**Document passage:**
But the issue I'm unsure about is a little overpressure relief plug (rubber), about 5/8" dia in the middle of the lid.

We (wife and I) have another one made by Presto, and it has in that spot, a similar plug, but with a little metal stem that can be depressed to bleed off steam and pressure. It also vents off steam during heat up until a certain pressure is reached.

I've order parts for these things before, and it seems all the different makes and models were related, and all made in Wisconsin.

This link http://www.cookingandcanning.net/stmo.html shows an overpressure/vent (Presto 9911, for $2.00) that I'm thinking would probably work as a replacement in the Steamliner. I don't find one exactly like it now has.

I'm wondering if any of you have had any experience with these things, and can advise?

dp
07-11-2010, 03:39 PM
I've had several pressure cookers and every one that had a wobbler weight used the same relief valve. The lid gaskets were all the same too provided they were the same diameter. The local supermarket sells the bits during canning season, and I replace them every year.

I had but got rid of an adjustable cooker as it just looked like trouble. I've also installed a pressure gage on the lid of all of them and sure enough they all read pretty much what the wobbler predicts. If I have a need to replace one I'll not bother with installing the gage - they make it difficult to stack the lids :)

gnm109
07-11-2010, 03:46 PM
I have an old Presto (aluminum) pressure cooker that I use with a steam needle to disassemble parts of guitars. I wouldn't want to use it for food since the inside turns black with oxides when I use it. Since I only need the steam, it's fine. If I were to cook with one, I would want a stainless steel version.

The Prestos and many others have a weight in the center that prevents excess pressure buildup. It also indicates when steam is up. There is another small valve on the Presto but I'm not exactly sure what that one does.

**Set task 1:**
In the forum thread about pressure cookers, list every material that a cooker or one of its parts is said to be made of.
The forum thread and the records come from unrelated sources.

Rows from a dataset

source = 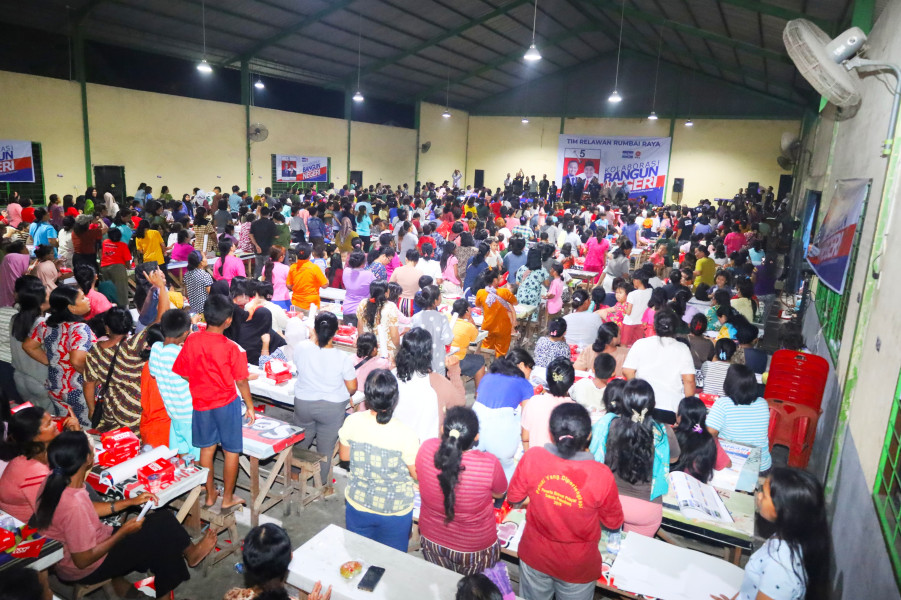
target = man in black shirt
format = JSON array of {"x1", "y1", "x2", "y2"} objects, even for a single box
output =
[{"x1": 250, "y1": 206, "x2": 275, "y2": 277}]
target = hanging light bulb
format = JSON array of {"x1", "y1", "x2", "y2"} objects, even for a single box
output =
[
  {"x1": 607, "y1": 0, "x2": 626, "y2": 104},
  {"x1": 197, "y1": 1, "x2": 213, "y2": 73},
  {"x1": 523, "y1": 0, "x2": 541, "y2": 62},
  {"x1": 353, "y1": 12, "x2": 364, "y2": 102},
  {"x1": 523, "y1": 43, "x2": 541, "y2": 62}
]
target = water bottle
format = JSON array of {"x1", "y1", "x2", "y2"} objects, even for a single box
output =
[{"x1": 607, "y1": 529, "x2": 623, "y2": 556}]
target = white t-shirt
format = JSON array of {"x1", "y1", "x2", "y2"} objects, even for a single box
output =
[
  {"x1": 623, "y1": 335, "x2": 695, "y2": 412},
  {"x1": 392, "y1": 372, "x2": 438, "y2": 442},
  {"x1": 563, "y1": 310, "x2": 602, "y2": 348},
  {"x1": 569, "y1": 377, "x2": 606, "y2": 414},
  {"x1": 623, "y1": 288, "x2": 653, "y2": 325},
  {"x1": 294, "y1": 340, "x2": 357, "y2": 402},
  {"x1": 738, "y1": 538, "x2": 807, "y2": 600},
  {"x1": 416, "y1": 259, "x2": 443, "y2": 285}
]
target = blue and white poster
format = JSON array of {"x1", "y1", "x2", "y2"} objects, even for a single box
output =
[
  {"x1": 0, "y1": 140, "x2": 34, "y2": 183},
  {"x1": 557, "y1": 134, "x2": 672, "y2": 205},
  {"x1": 807, "y1": 179, "x2": 870, "y2": 294},
  {"x1": 275, "y1": 154, "x2": 329, "y2": 183}
]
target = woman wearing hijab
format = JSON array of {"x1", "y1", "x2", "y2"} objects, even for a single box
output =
[
  {"x1": 335, "y1": 216, "x2": 360, "y2": 255},
  {"x1": 103, "y1": 192, "x2": 119, "y2": 219}
]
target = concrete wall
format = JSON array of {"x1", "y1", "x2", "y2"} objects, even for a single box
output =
[
  {"x1": 0, "y1": 71, "x2": 416, "y2": 195},
  {"x1": 796, "y1": 0, "x2": 901, "y2": 599},
  {"x1": 419, "y1": 102, "x2": 472, "y2": 185},
  {"x1": 0, "y1": 71, "x2": 87, "y2": 196}
]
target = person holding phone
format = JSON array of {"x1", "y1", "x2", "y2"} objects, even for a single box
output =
[{"x1": 31, "y1": 431, "x2": 216, "y2": 597}]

**Set task 2:**
Reproduce the records from the line with "target = blue and white poster" through the end of the records.

**Correct output 1:**
- Rubber (the overpressure relief plug)
- Metal (the stem on the Presto plug)
- Aluminum (the old Presto cooker)
- Stainless steel (the version wanted for cooking)

**Correct output 2:**
target = blue and white poster
format = JSON array of {"x1", "y1", "x2", "y2"} objects, even for a single box
output =
[
  {"x1": 0, "y1": 140, "x2": 34, "y2": 183},
  {"x1": 557, "y1": 134, "x2": 672, "y2": 205},
  {"x1": 807, "y1": 179, "x2": 870, "y2": 294},
  {"x1": 275, "y1": 154, "x2": 329, "y2": 183}
]
target = woman wearing hijab
format = JSON array of {"x1", "y1", "x2", "y2"} objects, even for a single box
output =
[
  {"x1": 335, "y1": 216, "x2": 360, "y2": 255},
  {"x1": 103, "y1": 192, "x2": 119, "y2": 219}
]
target = concrete wall
format = JSON array of {"x1", "y1", "x2", "y2"} objects, even for a single box
output =
[
  {"x1": 0, "y1": 71, "x2": 416, "y2": 195},
  {"x1": 796, "y1": 0, "x2": 901, "y2": 599},
  {"x1": 419, "y1": 102, "x2": 472, "y2": 185},
  {"x1": 0, "y1": 71, "x2": 87, "y2": 196}
]
target = person holding phone
format = JSON array of {"x1", "y1", "x2", "y2"} objects, even for a single box
output =
[{"x1": 31, "y1": 431, "x2": 216, "y2": 597}]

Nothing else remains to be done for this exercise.